### DATASET EXTRACT
=== Section Start ===

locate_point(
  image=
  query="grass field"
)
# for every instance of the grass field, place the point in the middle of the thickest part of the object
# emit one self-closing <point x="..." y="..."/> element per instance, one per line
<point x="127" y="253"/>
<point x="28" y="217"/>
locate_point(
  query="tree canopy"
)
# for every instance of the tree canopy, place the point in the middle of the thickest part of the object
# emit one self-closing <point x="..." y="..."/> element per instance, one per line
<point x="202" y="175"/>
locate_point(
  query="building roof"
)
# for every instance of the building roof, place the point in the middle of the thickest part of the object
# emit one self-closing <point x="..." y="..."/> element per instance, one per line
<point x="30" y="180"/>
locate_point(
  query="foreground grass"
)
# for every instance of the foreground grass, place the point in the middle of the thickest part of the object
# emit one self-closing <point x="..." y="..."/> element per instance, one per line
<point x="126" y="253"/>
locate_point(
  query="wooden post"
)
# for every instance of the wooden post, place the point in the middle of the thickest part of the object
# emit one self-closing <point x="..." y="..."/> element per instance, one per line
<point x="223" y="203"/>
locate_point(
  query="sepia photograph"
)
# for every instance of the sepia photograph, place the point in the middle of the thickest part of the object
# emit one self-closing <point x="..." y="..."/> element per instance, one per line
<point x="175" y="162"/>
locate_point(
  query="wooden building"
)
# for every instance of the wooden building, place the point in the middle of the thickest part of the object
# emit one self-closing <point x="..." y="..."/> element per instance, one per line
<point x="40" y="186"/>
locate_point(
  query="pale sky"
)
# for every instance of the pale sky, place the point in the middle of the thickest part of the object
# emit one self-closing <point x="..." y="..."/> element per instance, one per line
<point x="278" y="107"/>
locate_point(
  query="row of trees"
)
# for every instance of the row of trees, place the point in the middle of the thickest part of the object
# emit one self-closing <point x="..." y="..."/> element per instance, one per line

=== Section End ===

From the records above, repeat exactly the lines from the one with "# for every instance of the sepia" through the one with "# for every instance of the row", both included.

### ANSWER TO THIS PROBLEM
# for every instance of the sepia photograph, place the point in the middle of the thickest part of the object
# emit one self-closing <point x="..." y="..."/> element per instance, one per line
<point x="175" y="162"/>
locate_point(
  query="wooden building"
)
# for every instance of the wooden building, place the point in the middle of the thickest part of the object
# emit one self-closing <point x="..." y="..."/> element per instance, one per line
<point x="40" y="186"/>
locate_point(
  query="pale sky"
)
# for every instance of the pale sky, place the point in the middle of the thickest part of the object
# emit one self-closing <point x="..." y="..."/> element per instance, one per line
<point x="278" y="107"/>
locate_point(
  query="row of trees"
)
# for every instance of the row of trees, place the point in the middle of the thickest part of the object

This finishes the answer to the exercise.